───── Text excerpt
April 1, 2019
Strengthening Africa’s peace and security architecture should underpin the next phase of its bilateral cooperation with China.
The Dialogue on the Implementation of China-Africa Peace and Security Initiative was held in Addis Ababa, Ethiopia, on Feb 6. The dialogue was a pioneering step in strengthening the peace and security cooperation of China and Africa as well as a concrete move to deliver the outcomes of the Forum on China-Africa Cooperation 2018 Beijing Summit.
At the summit, President Xi Jinping outlined new measures to strengthen China-Africa peace and security cooperation, and reached important consensus with African leaders on launching the peace and security initiative. China-Africa relations have for many years been defined by development, but now a conversation to engage in matters of peace and security has gained momentum.
This idea of seeking win-win solutions means that China has a stake in ensuring that its partnership leads to mutual gains. This partnership will survive so long as both China and Africa feel that they are making progress toward their goals in a win-win situation.
African countries have shown interest in the Chinese model of a community of shared destiny, which addresses the root causes of instability, including poverty and inequality. For instance, the Chinese development model that has focused on wealth creation to deal with unemployment is at the core of Africa’s bid to promote peace and security.
In an address to the United Nations General Assembly in 2015, President Xi offered $100 million in military assistance for a period of five years to support the African Union peace and security architecture through the African Standby Force and African Capacity for Immediate Response to Crises. The 2015 FOCAC summit in Johannesburg reinforced this commitment.
──────────
───── Data shown
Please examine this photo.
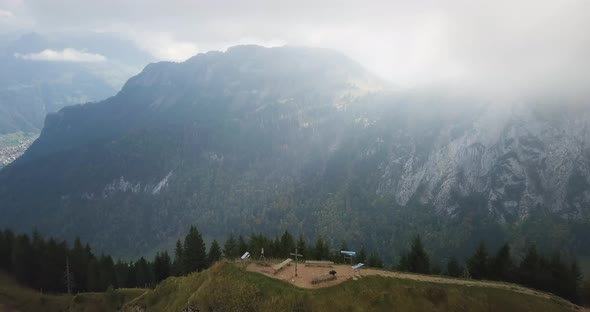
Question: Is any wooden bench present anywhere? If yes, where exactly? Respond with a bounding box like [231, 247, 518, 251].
[305, 260, 334, 268]
[272, 258, 293, 274]
[311, 274, 336, 284]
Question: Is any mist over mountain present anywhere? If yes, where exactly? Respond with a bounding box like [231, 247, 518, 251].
[0, 46, 590, 261]
[0, 33, 151, 134]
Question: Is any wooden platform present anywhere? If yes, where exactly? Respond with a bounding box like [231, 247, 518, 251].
[272, 258, 293, 274]
[305, 260, 334, 268]
[311, 274, 336, 284]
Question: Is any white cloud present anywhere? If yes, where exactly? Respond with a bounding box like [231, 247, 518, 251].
[0, 9, 14, 20]
[14, 48, 107, 63]
[129, 32, 199, 62]
[6, 0, 590, 98]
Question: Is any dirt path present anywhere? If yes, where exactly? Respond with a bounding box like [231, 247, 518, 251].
[247, 263, 590, 312]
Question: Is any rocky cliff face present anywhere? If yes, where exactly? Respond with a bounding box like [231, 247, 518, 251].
[0, 46, 590, 257]
[378, 104, 590, 223]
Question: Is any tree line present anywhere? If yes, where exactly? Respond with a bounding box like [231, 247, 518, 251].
[0, 226, 383, 293]
[0, 226, 590, 303]
[397, 235, 583, 304]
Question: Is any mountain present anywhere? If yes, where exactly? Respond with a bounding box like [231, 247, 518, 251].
[0, 33, 149, 134]
[0, 33, 152, 166]
[0, 46, 590, 262]
[0, 262, 583, 312]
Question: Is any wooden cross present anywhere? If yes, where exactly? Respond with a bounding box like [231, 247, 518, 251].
[290, 247, 303, 277]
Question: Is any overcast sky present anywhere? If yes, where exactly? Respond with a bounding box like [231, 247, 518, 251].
[0, 0, 590, 100]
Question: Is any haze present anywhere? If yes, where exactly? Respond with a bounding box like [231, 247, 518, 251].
[0, 0, 590, 103]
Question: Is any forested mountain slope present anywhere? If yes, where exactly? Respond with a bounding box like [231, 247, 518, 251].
[0, 46, 590, 261]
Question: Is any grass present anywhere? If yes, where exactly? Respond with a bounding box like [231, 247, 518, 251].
[124, 263, 575, 312]
[0, 273, 146, 312]
[0, 262, 575, 312]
──────────
=== Set tasks ===
a - According to the text on China-Africa peace and security cooperation, why have African countries shown interest in the Chinese model of a community of shared destiny?
b - In the records, render the part that opens with the line containing "Question: Is any white" and closes with the line containing "[397, 235, 583, 304]" as a JSON list of strings, one string per line, with blank lines omitted.
The text and the records have no connection to each other.

=== Answers by task ===
a - African countries have shown interest in it because it addresses the root causes of instability, including poverty and inequality. For instance, the Chinese development model's focus on wealth creation to deal with unemployment is at the core of Africa's bid to promote peace and security.

b -
[
  "Question: Is any white cloud present anywhere? If yes, where exactly? Respond with a bounding box like [231, 247, 518, 251].",
  "[0, 9, 14, 20]",
  "[14, 48, 107, 63]",
  "[129, 32, 199, 62]",
  "[6, 0, 590, 98]",
  "Question: Is any dirt path present anywhere? If yes, where exactly? Respond with a bounding box like [231, 247, 518, 251].",
  "[247, 263, 590, 312]",
  "Question: Is any rocky cliff face present anywhere? If yes, where exactly? Respond with a bounding box like [231, 247, 518, 251].",
  "[0, 46, 590, 257]",
  "[378, 104, 590, 223]",
  "Question: Is any tree line present anywhere? If yes, where exactly? Respond with a bounding box like [231, 247, 518, 251].",
  "[0, 226, 383, 293]",
  "[0, 226, 590, 303]",
  "[397, 235, 583, 304]"
]